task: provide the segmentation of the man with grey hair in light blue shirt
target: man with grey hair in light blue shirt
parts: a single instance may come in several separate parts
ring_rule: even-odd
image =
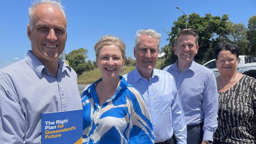
[[[123,76],[141,93],[151,114],[156,144],[186,144],[184,114],[173,77],[154,68],[159,52],[161,35],[153,30],[138,30],[134,52],[135,70]]]
[[[0,70],[1,144],[40,144],[42,113],[82,109],[76,74],[59,59],[67,35],[63,7],[36,0],[29,16],[32,50]]]
[[[217,128],[218,93],[215,76],[209,68],[194,61],[199,48],[197,31],[182,30],[174,39],[178,57],[164,68],[175,79],[187,124],[189,144],[213,142]]]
====
### WHAT YOU WILL DO
Please recast the lines of each block of material above as a JSON list of strings, one string per line, leaving out blank lines and the pictures.

### RESULT FOR THIS EXERCISE
[
  "task: provide the segmentation of the man with grey hair in light blue shirt",
  "target: man with grey hair in light blue shirt",
  "parts: a single instance may come in several separate parts",
  "ring_rule: even-odd",
  "image =",
  "[[[123,76],[141,93],[151,114],[156,144],[186,144],[184,114],[173,77],[154,68],[159,52],[161,35],[153,30],[138,30],[134,52],[135,70]]]",
  "[[[0,70],[1,144],[40,144],[42,113],[82,109],[76,74],[59,59],[67,35],[63,7],[36,0],[29,16],[32,50]]]",
  "[[[217,128],[218,93],[215,76],[209,68],[194,61],[199,48],[197,31],[182,30],[174,39],[178,57],[164,68],[175,79],[187,124],[189,144],[213,142]]]"
]